__DATASET__.
########################################
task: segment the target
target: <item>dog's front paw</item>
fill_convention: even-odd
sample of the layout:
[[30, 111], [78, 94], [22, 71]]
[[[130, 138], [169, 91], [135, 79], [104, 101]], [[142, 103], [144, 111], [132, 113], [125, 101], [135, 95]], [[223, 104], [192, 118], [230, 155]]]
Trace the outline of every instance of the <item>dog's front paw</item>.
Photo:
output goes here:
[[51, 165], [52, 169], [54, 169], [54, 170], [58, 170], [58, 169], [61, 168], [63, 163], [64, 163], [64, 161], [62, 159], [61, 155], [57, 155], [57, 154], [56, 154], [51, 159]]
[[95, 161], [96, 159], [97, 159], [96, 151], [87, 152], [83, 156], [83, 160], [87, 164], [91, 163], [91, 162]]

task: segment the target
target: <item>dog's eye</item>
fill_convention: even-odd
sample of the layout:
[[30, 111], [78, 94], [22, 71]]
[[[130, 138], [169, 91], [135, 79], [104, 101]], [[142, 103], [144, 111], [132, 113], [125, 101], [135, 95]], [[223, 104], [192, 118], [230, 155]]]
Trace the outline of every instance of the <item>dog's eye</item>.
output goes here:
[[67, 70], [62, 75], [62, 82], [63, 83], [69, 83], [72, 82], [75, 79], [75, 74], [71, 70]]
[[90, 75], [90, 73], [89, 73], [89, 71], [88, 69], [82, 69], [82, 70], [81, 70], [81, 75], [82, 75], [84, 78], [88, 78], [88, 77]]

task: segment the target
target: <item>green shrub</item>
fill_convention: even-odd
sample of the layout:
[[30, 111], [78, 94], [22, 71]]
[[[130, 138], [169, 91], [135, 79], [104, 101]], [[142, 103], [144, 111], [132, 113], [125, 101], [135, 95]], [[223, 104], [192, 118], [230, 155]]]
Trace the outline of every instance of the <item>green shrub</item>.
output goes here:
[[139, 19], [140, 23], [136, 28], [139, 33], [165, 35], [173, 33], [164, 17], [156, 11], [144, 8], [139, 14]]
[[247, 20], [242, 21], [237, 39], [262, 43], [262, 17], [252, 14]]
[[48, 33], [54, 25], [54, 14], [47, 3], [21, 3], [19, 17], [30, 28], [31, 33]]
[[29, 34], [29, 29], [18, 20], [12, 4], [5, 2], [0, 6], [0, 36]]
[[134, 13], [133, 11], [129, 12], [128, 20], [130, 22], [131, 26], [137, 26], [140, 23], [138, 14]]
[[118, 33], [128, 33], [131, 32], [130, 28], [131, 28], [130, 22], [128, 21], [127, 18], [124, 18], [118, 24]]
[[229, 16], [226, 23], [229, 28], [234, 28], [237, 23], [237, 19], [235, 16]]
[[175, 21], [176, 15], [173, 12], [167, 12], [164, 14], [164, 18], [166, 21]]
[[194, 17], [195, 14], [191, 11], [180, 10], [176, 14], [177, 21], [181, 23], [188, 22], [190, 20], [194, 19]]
########################################
__PROBLEM TO WORK ON__. Update the records from their first line through the line that contains "78], [88, 77]]", replacing "Trace" with "Draw" and leaving everything else unchanged. Return only those lines.

__OUTPUT OF THE TASK__.
task: segment the target
target: <item>dog's front paw</item>
fill_convention: even-odd
sample of the layout:
[[30, 111], [78, 94], [22, 71]]
[[[130, 138], [169, 91], [135, 79], [104, 101]], [[142, 103], [144, 111], [132, 113], [125, 101], [135, 95]], [[223, 104], [192, 118], [230, 155]]]
Draw the outline of every instance of the <item>dog's front paw</item>.
Photo:
output goes here:
[[51, 165], [52, 169], [54, 169], [54, 170], [58, 170], [58, 169], [61, 168], [63, 163], [64, 163], [64, 161], [62, 159], [61, 155], [57, 155], [57, 154], [56, 154], [51, 159]]
[[95, 161], [96, 159], [97, 159], [96, 151], [87, 152], [83, 156], [83, 160], [87, 164], [91, 163], [91, 162]]

task: segment the target
target: <item>dog's eye</item>
fill_convention: even-odd
sample of the layout:
[[30, 111], [78, 94], [22, 71]]
[[[130, 138], [169, 91], [135, 79], [104, 101]], [[142, 103], [144, 111], [132, 113], [125, 101], [135, 95]], [[223, 104], [192, 118], [230, 155]]]
Draw the outline of every instance of the <item>dog's eye</item>.
output goes here:
[[67, 70], [62, 75], [62, 82], [63, 83], [69, 83], [72, 82], [75, 79], [75, 74], [71, 70]]
[[90, 75], [90, 73], [89, 73], [89, 71], [88, 69], [82, 69], [82, 70], [81, 70], [81, 75], [82, 75], [84, 78], [88, 78], [88, 77]]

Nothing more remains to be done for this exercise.